REQUIRED TASK
Pick out every line of the data below that contains the string "green", and copy each of those lines in full. Letter case matters.

THE DATA
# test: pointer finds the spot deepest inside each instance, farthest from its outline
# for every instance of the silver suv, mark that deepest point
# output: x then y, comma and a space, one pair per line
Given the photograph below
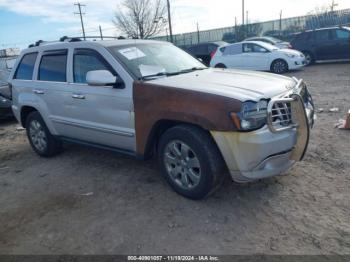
146, 98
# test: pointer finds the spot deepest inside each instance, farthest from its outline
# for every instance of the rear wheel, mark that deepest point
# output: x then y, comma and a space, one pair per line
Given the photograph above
40, 138
190, 161
309, 58
279, 66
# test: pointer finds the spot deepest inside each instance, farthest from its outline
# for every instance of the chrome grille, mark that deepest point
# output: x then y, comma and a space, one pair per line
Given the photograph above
281, 114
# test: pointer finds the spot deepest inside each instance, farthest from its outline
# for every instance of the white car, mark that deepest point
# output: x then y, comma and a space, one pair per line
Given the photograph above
271, 40
257, 56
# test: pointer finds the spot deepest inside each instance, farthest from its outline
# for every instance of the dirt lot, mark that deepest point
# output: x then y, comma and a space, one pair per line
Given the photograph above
88, 201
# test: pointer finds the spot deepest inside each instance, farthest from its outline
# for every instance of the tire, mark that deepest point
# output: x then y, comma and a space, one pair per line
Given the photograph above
190, 161
39, 136
220, 66
309, 58
279, 66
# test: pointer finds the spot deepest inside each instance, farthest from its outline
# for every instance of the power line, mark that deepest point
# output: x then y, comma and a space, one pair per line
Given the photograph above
333, 5
81, 17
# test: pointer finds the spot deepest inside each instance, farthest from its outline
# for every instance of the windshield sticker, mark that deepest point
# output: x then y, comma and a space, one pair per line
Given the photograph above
132, 53
147, 70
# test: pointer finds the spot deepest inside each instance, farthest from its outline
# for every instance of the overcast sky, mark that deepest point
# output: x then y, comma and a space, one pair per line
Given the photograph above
25, 21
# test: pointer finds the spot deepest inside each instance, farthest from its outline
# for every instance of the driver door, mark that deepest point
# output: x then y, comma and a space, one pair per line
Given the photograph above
102, 115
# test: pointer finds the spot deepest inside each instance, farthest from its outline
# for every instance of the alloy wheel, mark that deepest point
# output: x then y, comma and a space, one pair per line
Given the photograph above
182, 164
279, 67
37, 135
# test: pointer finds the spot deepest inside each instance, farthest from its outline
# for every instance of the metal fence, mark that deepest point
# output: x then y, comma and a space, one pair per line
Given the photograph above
284, 28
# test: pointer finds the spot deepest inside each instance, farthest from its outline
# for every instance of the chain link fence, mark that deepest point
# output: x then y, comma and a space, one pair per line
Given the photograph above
283, 29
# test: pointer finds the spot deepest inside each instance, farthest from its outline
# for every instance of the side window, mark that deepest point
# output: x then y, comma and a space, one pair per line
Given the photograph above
86, 60
26, 67
323, 35
342, 34
53, 66
253, 48
212, 48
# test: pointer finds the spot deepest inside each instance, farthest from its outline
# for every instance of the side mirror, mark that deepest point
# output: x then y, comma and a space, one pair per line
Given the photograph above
100, 78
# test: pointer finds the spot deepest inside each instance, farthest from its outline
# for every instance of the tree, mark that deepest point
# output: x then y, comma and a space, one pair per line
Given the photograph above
141, 18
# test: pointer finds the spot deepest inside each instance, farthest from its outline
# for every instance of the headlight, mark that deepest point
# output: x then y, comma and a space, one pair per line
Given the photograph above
252, 116
291, 55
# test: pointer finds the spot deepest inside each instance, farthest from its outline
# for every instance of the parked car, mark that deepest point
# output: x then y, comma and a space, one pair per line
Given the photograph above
205, 51
257, 56
145, 98
271, 40
324, 44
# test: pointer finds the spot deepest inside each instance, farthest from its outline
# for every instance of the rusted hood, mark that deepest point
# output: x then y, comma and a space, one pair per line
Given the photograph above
238, 84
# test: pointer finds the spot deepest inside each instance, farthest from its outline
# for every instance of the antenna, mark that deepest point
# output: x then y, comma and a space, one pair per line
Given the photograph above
81, 17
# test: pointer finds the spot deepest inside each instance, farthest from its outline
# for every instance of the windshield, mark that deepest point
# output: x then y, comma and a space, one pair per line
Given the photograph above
153, 59
268, 46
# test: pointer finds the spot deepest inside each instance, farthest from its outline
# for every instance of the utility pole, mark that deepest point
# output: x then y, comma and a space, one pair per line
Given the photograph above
243, 12
100, 32
243, 28
198, 33
280, 33
246, 24
169, 20
333, 5
81, 18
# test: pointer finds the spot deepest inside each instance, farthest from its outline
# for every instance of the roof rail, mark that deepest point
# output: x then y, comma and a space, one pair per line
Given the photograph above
75, 39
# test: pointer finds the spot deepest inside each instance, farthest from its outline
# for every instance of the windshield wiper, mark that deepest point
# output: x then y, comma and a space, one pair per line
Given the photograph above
184, 71
158, 74
191, 70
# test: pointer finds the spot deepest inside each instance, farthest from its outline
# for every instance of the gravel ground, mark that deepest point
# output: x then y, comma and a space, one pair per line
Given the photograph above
89, 201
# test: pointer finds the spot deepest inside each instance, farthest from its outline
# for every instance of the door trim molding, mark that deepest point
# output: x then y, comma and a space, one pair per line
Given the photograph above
94, 128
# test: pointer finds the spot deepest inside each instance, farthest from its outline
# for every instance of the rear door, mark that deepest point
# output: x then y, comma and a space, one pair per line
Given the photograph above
324, 45
342, 41
102, 115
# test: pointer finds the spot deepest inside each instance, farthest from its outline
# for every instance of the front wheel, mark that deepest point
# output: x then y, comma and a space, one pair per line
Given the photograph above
190, 161
279, 66
39, 136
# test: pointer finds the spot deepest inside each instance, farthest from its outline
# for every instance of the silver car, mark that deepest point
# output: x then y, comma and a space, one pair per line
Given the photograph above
148, 98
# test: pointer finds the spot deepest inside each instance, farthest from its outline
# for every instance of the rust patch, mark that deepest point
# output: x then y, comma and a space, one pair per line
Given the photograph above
153, 103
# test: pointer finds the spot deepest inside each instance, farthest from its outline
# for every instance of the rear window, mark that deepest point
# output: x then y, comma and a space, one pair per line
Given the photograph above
26, 67
53, 66
303, 37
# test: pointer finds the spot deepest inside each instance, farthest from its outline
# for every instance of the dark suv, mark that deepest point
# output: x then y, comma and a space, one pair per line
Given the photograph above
324, 44
205, 51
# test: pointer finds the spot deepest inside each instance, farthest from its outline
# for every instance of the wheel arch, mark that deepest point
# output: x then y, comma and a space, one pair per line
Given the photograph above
279, 59
25, 111
159, 128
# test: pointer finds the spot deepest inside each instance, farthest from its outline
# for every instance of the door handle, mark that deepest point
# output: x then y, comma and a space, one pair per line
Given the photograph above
78, 96
38, 91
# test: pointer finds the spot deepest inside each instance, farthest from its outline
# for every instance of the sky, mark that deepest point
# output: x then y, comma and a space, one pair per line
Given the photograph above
25, 21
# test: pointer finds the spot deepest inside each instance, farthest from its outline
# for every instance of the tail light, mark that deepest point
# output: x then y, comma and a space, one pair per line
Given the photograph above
213, 53
10, 88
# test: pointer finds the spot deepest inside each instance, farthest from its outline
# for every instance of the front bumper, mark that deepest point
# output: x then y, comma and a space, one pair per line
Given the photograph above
296, 63
272, 150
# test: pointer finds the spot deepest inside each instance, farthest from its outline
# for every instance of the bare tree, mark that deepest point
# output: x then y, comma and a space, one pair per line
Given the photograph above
141, 18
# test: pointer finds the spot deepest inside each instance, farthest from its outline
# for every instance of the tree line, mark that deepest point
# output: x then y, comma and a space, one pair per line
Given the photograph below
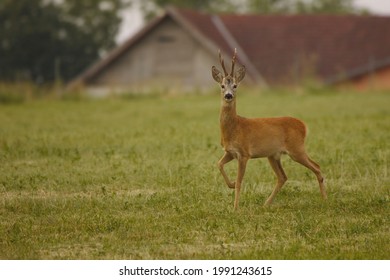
47, 40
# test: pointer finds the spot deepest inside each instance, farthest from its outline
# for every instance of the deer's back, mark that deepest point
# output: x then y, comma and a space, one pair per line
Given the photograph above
263, 137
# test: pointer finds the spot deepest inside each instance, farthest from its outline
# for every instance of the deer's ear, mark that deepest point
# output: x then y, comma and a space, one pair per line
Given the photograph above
217, 75
240, 74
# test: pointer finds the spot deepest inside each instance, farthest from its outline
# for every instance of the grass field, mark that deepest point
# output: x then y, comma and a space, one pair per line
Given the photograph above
136, 178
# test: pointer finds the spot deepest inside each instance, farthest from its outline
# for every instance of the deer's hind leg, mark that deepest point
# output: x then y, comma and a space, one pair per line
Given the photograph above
225, 159
282, 178
304, 159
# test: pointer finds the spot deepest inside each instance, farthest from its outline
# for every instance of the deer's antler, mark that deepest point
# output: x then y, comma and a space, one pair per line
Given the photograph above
222, 63
233, 61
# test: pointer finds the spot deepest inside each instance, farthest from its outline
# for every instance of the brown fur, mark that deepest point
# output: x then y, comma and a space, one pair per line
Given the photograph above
244, 138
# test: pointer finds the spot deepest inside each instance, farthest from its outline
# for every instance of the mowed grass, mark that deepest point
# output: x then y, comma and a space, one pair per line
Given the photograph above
137, 179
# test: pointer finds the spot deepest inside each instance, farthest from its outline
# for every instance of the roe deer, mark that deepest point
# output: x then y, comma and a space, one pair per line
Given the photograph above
244, 138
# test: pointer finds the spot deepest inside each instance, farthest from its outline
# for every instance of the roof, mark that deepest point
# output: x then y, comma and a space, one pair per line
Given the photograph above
279, 48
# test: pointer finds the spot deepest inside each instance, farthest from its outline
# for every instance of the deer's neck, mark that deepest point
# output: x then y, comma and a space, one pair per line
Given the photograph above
228, 121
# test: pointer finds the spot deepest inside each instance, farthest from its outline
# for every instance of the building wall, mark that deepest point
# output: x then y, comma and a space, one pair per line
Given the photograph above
168, 57
378, 80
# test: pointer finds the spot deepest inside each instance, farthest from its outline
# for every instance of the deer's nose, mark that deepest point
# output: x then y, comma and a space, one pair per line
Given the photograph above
228, 96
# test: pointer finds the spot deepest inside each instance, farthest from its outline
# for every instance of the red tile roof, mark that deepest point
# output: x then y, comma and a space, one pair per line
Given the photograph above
284, 47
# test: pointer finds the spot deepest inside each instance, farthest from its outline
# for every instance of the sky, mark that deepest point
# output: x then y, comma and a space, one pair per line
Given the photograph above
132, 18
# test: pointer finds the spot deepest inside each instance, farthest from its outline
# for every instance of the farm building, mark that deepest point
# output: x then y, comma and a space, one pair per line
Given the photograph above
178, 49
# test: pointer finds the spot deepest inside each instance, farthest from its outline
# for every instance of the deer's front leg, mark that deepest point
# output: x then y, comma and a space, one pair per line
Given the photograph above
240, 175
225, 159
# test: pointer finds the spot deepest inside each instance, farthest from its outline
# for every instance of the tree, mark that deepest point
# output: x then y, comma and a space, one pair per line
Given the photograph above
43, 40
149, 7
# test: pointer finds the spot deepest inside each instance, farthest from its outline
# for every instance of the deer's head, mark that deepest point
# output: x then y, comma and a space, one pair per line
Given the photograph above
228, 82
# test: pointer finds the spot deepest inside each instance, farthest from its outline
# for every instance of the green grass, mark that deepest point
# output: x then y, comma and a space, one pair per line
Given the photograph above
137, 179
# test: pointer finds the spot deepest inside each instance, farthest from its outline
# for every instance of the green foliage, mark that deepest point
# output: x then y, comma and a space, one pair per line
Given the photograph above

THE COMPLETED TASK
# for every instance of the green grass, mark that deepest point
# for every instance of the green foliage, mark that deepest point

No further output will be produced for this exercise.